-- BEGIN --
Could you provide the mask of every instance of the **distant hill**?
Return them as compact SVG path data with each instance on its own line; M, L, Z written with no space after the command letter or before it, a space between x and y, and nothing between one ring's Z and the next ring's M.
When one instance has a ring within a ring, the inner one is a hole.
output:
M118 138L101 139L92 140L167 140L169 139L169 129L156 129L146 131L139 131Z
-- END --
Task goal
Reproduce the listing above line for line, with no changes to wording, spacing, or punctuation.

Full response
Could you provide the mask of every instance of the **distant hill**?
Return them as compact SVG path data with each instance on its own line; M, L, Z written with no space after the command letter or before it, a space between x and y, and nothing between one ring's Z and the next ring's M.
When one instance has a ring within a ring, the inner one is a hole.
output:
M118 138L101 139L92 140L167 140L169 139L169 129L156 129L146 131L139 131Z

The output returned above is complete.